From the first line to the last, restate the data word for word.

============

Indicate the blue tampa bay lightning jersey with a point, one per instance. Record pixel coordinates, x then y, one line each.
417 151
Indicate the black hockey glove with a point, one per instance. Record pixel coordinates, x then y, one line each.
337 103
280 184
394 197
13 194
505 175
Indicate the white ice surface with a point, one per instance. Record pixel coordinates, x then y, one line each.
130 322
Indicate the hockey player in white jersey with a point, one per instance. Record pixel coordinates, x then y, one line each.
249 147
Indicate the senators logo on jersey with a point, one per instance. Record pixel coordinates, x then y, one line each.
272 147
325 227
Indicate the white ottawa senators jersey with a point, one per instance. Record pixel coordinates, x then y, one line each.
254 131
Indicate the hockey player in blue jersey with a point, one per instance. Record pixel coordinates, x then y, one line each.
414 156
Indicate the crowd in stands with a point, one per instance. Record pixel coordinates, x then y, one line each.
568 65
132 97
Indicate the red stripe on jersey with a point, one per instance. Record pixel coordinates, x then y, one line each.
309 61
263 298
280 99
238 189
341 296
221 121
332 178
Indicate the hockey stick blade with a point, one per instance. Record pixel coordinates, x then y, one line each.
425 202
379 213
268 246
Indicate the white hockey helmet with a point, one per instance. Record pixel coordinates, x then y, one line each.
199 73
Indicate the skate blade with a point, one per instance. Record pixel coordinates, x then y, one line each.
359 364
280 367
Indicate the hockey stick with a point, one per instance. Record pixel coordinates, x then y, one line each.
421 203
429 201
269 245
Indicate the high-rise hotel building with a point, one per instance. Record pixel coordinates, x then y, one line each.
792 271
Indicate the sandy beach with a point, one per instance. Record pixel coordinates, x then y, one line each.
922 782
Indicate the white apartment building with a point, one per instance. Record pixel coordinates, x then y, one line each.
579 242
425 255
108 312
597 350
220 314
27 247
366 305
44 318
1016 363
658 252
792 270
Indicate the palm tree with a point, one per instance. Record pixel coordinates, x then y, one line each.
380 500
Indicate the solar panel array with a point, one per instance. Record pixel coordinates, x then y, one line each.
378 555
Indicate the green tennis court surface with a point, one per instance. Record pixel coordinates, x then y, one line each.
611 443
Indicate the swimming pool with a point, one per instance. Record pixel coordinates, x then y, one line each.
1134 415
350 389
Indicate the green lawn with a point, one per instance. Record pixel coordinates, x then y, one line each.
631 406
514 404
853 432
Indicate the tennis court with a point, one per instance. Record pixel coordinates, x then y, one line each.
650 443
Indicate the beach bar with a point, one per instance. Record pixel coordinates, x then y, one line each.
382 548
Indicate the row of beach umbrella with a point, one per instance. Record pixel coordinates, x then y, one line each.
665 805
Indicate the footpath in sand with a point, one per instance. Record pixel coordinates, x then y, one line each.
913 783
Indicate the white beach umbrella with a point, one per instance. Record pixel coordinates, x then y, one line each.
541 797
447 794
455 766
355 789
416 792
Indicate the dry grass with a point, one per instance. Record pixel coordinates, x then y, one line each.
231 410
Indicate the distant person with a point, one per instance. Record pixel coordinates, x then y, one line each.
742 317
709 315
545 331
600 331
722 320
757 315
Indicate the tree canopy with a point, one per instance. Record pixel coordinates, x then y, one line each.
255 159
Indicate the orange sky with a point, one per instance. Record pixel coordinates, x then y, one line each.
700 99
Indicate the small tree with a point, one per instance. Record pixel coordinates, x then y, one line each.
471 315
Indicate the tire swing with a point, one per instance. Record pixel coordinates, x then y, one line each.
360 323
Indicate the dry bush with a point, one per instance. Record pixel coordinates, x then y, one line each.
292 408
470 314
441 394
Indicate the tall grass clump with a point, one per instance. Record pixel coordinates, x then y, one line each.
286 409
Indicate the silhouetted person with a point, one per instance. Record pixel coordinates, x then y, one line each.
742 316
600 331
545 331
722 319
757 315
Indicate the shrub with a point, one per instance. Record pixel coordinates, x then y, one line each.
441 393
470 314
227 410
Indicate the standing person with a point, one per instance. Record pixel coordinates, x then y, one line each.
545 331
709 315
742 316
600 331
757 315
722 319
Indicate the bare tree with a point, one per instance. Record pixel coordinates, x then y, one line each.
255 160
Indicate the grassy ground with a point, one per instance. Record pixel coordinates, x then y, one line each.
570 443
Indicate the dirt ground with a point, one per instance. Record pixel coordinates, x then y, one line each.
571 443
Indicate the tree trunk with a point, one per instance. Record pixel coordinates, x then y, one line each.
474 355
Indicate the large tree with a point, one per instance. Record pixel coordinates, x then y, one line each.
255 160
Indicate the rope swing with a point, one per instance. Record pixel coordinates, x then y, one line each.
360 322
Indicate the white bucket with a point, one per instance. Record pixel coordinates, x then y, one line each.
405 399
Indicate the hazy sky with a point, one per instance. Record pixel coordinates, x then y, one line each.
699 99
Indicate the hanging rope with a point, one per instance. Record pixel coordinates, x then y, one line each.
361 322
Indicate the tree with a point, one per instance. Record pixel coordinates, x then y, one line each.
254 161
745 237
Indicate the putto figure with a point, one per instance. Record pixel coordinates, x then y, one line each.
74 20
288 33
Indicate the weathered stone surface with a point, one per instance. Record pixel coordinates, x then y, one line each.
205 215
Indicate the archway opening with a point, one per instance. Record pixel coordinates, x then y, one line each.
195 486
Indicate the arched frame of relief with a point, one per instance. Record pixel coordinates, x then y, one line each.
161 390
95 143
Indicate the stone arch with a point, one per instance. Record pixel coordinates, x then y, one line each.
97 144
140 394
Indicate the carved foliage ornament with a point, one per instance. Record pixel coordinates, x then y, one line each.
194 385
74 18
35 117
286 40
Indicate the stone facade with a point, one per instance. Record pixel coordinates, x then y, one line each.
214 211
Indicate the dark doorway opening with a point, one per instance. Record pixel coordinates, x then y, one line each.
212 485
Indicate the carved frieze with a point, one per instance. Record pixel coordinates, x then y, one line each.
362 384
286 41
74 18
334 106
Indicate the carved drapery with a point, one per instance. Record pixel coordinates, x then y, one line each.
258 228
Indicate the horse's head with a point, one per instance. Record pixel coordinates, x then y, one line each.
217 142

============

• _SOLUTION TO THIS TASK_:
Indicate the blue tampa bay lightning jersey with a point, one per instance. Record pixel coordinates, x then y, one line each.
417 151
Indicate the black hockey glove with a point, one per instance. Record pixel coordinates, x then y, one line each.
337 103
280 184
394 197
13 194
505 175
Indicate the white ice surface with a point, one per instance. Record pixel coordinates, x then y, one line each.
130 322
Indicate the hockey player in white jersey with a point, one per instance. Record pixel coordinates, x then y, one line each.
249 147
Indicate the senators logo on jersey with a point, one per instance. Record pixel coordinates, x then y, one line each.
272 147
325 227
Indicate the white ottawa senators jersey with a point, one per instance. Record pixel coordinates, x then y, one line each.
254 131
Indicate the hockey player in blue jersey with a point, one per instance. Record pixel coordinates, x then y, one line each.
414 156
Indicate the crowd in stands with a point, one per instance. Record pixel coordinates, x then y, one line each.
568 65
132 97
Indicate the red stripe on jersey with a point, one per instance. Record pixel coordinates, x then y, one line each.
309 61
263 298
280 99
238 189
341 296
221 121
332 178
Indicate the hockey stick blade with a point, one per instance. Record pixel coordinates, x then y, one line each.
425 202
379 213
268 246
Indicate the white hockey helmet with a point, one per instance. Record pixel coordinates, x then y, one line each.
199 73
Indicate the skate blade with a point, one per instance. Record pixel coordinates, x then y, one line each.
359 364
280 367
Indicate the hockey stick with a point, one per instance. Record pixel coordinates, x then y, one line each.
421 203
429 201
269 245
Indicate the high-rise hotel building with a point, one per instance. Record pixel coordinates, x then y, one line each.
792 271
Indicate the sandy beach with a point, one per instance. Record pixel coordinates, x then y, one line each.
922 782
Indicate the white apartment building with a point, one per instance. Record pixel coordinates, x then y, one line each.
579 242
425 255
108 312
597 350
220 314
27 247
366 305
44 318
1016 363
658 252
792 270
Indicate the palm tree with a point, one per instance. Record pixel coordinates, x then y, one line each.
380 500
Indicate the solar panel array with a point, one per instance. Record pixel coordinates, x then y, one line each.
378 555
Indicate the green tennis court surface with a point, one per instance. Record pixel coordinates, x then y, one line each.
611 443
Indicate the swimming pool with a point, one per instance. Record pixel coordinates, x then y, one line each.
1134 415
350 389
Indicate the green lawn with a point, one per instance. Record pixel coordinates, x then y, one line each.
631 406
514 404
853 432
Indicate the tennis court with a point, one per instance. Record pixel coordinates, x then y, one line each.
650 443
Indicate the beach bar with a point, one per instance. Record pixel coordinates, x then y, one line each.
382 548
Indicate the row of beach umbrella with a point, one per instance. Record pixel coordinates, x then y, one line each.
665 805
Indicate the footpath in sand with a point, one per instance. Record pixel coordinates, x then y, one line each.
913 783
Indicate the white beach umbrella with a point, one per instance. Record pixel coordinates, x then y, one line each.
541 797
447 794
455 766
355 789
416 792
Indicate the dry grass with a point, one per instance. Record pixel coordinates, x then y, one line each.
231 410
Indicate the distant person with a point, one per instance. Record pixel coordinates, x then y, one line each.
742 317
709 315
545 331
600 331
722 320
757 315
Indicate the tree canopy with a point, one per instance. Record pixel coordinates, x then y, one line each.
255 159
Indicate the orange sky with a point, one per instance. Record pixel coordinates, x then y, one line each.
700 99
Indicate the small tree with a point, one per instance. Record pixel coordinates, x then y, one line each.
471 315
Indicate the tire swing with a point, one per instance. Record pixel coordinates, x then y, one line each.
360 323
Indicate the dry bush with a point, one per instance. Record pixel coordinates, x then y, one line each.
292 408
470 314
441 394
Indicate the tall grass clump with a point, one per instance. Record pixel coordinates, x then y, one line each.
286 409
Indicate the silhouetted person with a point, one per instance. Record pixel coordinates, x then y, one line each.
742 316
600 331
545 331
722 319
757 315
Indicate the shrub with a point, one per instance. Record pixel coordinates, x then y, one line each.
441 393
470 314
227 410
Indicate the standing person with a point, one per instance. Record pixel coordinates, x then y, one line each.
545 331
709 315
742 316
600 331
757 315
722 319
Indicate the bare tree with a point, one per instance. Record pixel coordinates, x then y, one line each.
255 160
Indicate the grassy ground with a point, one per instance. Record pixel coordinates, x then y, one line each.
570 443
Indicate the dirt ground with a point, one per instance. Record pixel coordinates, x then y, one line each.
571 443
Indicate the tree trunk with a point, one per instance. Record pixel coordinates, x then y, one line each.
474 355
Indicate the large tree with a point, one per instance. Record pixel coordinates, x then y, one line each.
255 160
Indicate the rope swing with a point, one per instance. Record pixel coordinates, x then y, one line each.
360 322
Indicate the white bucket with a point, one per instance. Record pixel coordinates, x then y, one line each.
405 399
Indicate the hazy sky with a point, one per instance. Record pixel coordinates, x then y, one line each.
699 99
Indicate the hanging rope with a point, one per instance. Record pixel coordinates, x then y, one line each.
361 322
Indicate the tree with a point, one per instance. Record pixel coordinates, x then y, one line each.
254 161
745 237
Indicate the putto figure with a point, one per instance. Record pixel coordinates, x then y, one line each.
74 20
288 33
Indicate the weathered stone surface with a point, one per instance. Record pixel coordinates, x then y, one line each.
205 215
Indicate the archway opening with a point, one per instance. Record pixel coordinates, x then y, one line each.
195 486
Indicate the arched frame of relief with a point, one per instance. Record pixel coordinates, x then y, one line each.
161 390
95 143
Indicate the stone arch with a point, one per instance. Record pixel coordinates, x then y, one line each.
97 144
140 394
Indicate the carved foliage ornament with a point, one per instance. Record pixel coordinates, x then y, one line each.
194 385
74 18
35 117
286 40
Indicate the stone facade with a point, one per instance. Record pixel coordinates, x then y, one line each.
214 211
Indicate the dark doorway opening with a point, one per instance. Record pixel coordinates, x then y, one line each.
212 485
Indicate the carved frieze with a point, one per instance. Record pixel coordinates, x then y, one line each.
362 384
286 41
74 18
334 106
Indicate the carved drapery with a point, one per instance. Record pixel coordinates, x then y, one line each.
258 228
Indicate the horse's head with a point, one per instance. Record pixel coordinates, x then y, one line each.
217 142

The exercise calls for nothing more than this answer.